§ **Work instruction**
Please transcribe exactly the lines from the one containing "Mark the boy" through the end of the records below, both included, and nothing else.
[Data under study — start]
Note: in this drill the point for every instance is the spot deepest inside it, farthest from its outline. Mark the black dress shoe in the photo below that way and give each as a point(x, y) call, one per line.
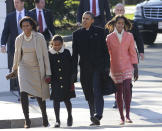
point(27, 123)
point(115, 105)
point(45, 121)
point(95, 120)
point(57, 124)
point(70, 121)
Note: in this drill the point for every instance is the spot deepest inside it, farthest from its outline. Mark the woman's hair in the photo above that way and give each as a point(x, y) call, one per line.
point(56, 38)
point(111, 24)
point(31, 22)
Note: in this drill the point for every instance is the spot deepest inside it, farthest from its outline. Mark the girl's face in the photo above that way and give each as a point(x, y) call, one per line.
point(120, 25)
point(57, 45)
point(26, 27)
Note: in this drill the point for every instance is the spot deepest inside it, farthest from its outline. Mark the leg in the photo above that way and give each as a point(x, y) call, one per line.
point(56, 106)
point(119, 98)
point(25, 107)
point(69, 110)
point(115, 103)
point(127, 97)
point(86, 82)
point(98, 97)
point(42, 105)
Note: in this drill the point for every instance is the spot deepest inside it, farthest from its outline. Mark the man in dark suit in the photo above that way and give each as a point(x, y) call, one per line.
point(98, 7)
point(44, 18)
point(119, 9)
point(89, 43)
point(10, 32)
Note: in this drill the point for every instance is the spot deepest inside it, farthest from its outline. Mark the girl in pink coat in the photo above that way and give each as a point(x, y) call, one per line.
point(123, 62)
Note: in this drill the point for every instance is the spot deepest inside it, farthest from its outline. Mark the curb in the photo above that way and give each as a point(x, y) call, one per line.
point(67, 38)
point(19, 123)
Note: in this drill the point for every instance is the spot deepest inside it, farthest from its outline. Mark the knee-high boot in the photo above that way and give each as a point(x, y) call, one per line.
point(42, 105)
point(25, 108)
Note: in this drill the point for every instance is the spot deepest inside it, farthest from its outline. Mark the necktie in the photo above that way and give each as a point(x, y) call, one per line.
point(94, 7)
point(40, 22)
point(18, 24)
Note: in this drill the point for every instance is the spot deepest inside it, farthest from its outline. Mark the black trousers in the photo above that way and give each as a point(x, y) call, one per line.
point(14, 84)
point(86, 77)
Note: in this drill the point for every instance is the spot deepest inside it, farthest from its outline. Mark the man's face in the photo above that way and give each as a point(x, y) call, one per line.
point(41, 4)
point(120, 25)
point(18, 5)
point(119, 10)
point(87, 21)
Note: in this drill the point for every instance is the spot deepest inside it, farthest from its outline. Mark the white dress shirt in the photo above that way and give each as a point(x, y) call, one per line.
point(22, 14)
point(97, 7)
point(43, 18)
point(119, 35)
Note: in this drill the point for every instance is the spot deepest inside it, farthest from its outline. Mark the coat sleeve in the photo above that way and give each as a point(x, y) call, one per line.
point(45, 56)
point(132, 51)
point(80, 11)
point(138, 38)
point(107, 10)
point(16, 55)
point(5, 33)
point(75, 52)
point(105, 52)
point(51, 26)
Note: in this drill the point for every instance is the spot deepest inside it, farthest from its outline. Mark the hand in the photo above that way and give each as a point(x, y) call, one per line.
point(106, 73)
point(78, 24)
point(3, 49)
point(74, 78)
point(48, 79)
point(12, 75)
point(135, 72)
point(142, 56)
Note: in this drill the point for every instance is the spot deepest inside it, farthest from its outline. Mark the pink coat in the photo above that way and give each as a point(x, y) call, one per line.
point(122, 56)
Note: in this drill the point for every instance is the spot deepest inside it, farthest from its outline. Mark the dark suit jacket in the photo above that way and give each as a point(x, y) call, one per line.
point(49, 21)
point(10, 31)
point(9, 34)
point(137, 37)
point(91, 47)
point(103, 7)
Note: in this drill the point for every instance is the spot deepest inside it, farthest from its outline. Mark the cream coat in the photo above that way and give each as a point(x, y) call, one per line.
point(42, 56)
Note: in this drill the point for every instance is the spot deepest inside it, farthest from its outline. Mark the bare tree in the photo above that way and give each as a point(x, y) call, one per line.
point(9, 6)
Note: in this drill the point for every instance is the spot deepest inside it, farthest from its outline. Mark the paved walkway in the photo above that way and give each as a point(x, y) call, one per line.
point(146, 109)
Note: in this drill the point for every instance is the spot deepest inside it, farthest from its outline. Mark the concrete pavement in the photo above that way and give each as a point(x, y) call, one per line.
point(146, 108)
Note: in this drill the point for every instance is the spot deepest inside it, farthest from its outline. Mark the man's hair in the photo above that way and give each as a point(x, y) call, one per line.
point(89, 13)
point(111, 24)
point(31, 22)
point(36, 1)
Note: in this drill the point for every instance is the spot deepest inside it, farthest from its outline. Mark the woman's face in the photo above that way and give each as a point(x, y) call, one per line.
point(57, 45)
point(26, 27)
point(120, 25)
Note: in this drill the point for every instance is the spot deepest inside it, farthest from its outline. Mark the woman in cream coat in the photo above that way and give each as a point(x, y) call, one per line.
point(32, 64)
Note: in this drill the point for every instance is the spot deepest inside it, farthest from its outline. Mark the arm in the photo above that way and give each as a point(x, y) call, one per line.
point(139, 40)
point(5, 35)
point(107, 10)
point(45, 56)
point(75, 56)
point(134, 59)
point(80, 12)
point(52, 28)
point(15, 61)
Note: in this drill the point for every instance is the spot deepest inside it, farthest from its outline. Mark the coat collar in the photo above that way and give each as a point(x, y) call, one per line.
point(52, 51)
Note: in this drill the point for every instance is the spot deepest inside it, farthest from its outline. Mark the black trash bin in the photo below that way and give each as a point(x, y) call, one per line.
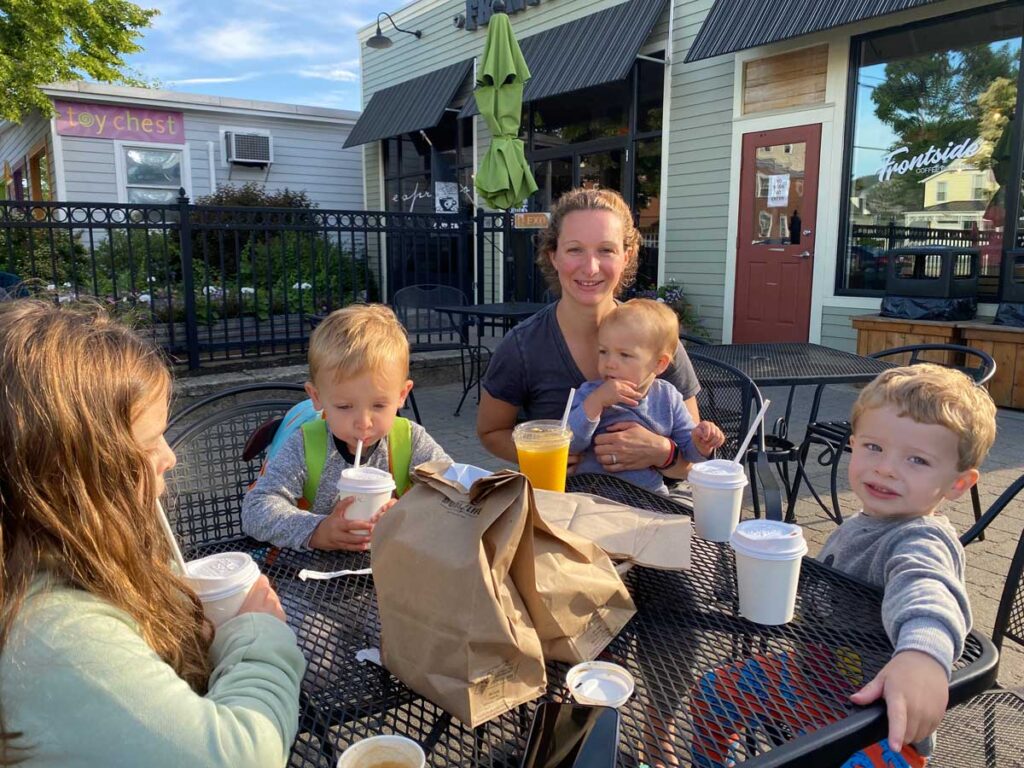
point(1011, 311)
point(931, 283)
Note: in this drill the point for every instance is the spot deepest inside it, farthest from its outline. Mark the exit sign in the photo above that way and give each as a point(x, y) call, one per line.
point(530, 220)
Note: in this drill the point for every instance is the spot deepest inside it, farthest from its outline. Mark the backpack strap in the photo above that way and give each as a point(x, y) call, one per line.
point(314, 437)
point(399, 453)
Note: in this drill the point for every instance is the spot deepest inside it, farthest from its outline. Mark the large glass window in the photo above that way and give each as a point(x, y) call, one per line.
point(931, 159)
point(152, 175)
point(430, 171)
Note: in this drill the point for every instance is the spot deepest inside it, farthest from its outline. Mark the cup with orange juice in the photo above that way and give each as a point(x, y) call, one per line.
point(543, 446)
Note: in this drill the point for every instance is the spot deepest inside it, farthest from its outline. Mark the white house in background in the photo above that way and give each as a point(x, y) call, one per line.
point(122, 144)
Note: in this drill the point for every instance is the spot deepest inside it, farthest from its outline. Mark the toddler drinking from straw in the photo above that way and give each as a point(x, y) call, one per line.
point(636, 341)
point(358, 377)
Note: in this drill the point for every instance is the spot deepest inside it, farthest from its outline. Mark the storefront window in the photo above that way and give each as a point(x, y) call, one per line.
point(430, 171)
point(932, 154)
point(583, 116)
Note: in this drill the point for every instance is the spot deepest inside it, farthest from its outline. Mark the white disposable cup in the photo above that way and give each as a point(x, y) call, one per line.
point(222, 583)
point(768, 558)
point(599, 684)
point(378, 751)
point(371, 486)
point(718, 494)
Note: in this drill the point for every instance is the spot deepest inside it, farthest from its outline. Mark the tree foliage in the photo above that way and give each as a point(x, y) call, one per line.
point(48, 41)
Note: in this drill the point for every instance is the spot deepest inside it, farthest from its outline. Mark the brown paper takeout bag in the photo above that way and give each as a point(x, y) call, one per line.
point(454, 627)
point(471, 586)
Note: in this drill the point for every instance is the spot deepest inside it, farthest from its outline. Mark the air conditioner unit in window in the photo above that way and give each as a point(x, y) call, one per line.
point(249, 148)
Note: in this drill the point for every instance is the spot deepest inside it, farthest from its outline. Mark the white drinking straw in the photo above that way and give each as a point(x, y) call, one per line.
point(754, 428)
point(568, 407)
point(171, 540)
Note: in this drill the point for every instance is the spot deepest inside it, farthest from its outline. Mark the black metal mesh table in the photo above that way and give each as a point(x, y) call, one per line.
point(787, 365)
point(694, 659)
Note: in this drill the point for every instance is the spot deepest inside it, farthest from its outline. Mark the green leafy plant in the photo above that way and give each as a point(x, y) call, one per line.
point(672, 294)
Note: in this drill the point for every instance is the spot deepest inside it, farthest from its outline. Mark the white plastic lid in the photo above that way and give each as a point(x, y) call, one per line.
point(366, 480)
point(769, 540)
point(218, 576)
point(718, 473)
point(599, 684)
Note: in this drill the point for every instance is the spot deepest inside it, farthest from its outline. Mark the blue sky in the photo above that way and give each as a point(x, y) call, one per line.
point(275, 50)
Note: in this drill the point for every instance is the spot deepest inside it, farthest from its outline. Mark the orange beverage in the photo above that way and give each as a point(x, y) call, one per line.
point(543, 448)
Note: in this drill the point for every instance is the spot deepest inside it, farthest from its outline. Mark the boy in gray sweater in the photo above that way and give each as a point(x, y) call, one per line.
point(635, 343)
point(358, 377)
point(920, 434)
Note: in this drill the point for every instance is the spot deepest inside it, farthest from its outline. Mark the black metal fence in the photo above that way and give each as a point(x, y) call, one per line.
point(210, 283)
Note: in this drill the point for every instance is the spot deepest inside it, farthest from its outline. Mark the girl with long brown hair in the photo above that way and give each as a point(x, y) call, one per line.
point(105, 657)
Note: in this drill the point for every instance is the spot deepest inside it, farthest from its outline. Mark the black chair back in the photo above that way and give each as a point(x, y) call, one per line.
point(206, 486)
point(975, 363)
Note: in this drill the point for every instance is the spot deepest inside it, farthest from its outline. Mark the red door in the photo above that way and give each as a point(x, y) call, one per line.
[Data under study — finish]
§ **Response box**
Note: in this drill the point for every instance is the spot deepest inside it, farthest from its outline. Mark the boy in gray sweater in the photo above that way and give each as a point(x, y) call, one per line.
point(635, 343)
point(358, 377)
point(920, 434)
Note: in this drill the point for every instance is the spot deepest inside it, farthest from its outline. Mark the black metal fence in the photo above that way and give each as a point(x, y) call, one per line.
point(210, 283)
Note: in this drill the point for every instance is the spot deepest inside it, farthest from its outline. Mark the girl with long brown hair in the photo above that way and give each as a point(x, y) call, one per line.
point(105, 657)
Note: in this drill the point for every instance is the spot deepest inside it, farthest from its outline. Mark the black chair back in the photo above that way and give each as a point(x, y) call, one per line.
point(206, 486)
point(975, 363)
Note: in this drill the point for every instance is the spot deepest inside it, farthest from its outline. Mark the red door in the photo above that way and give each as a point(x, y) call, one per line.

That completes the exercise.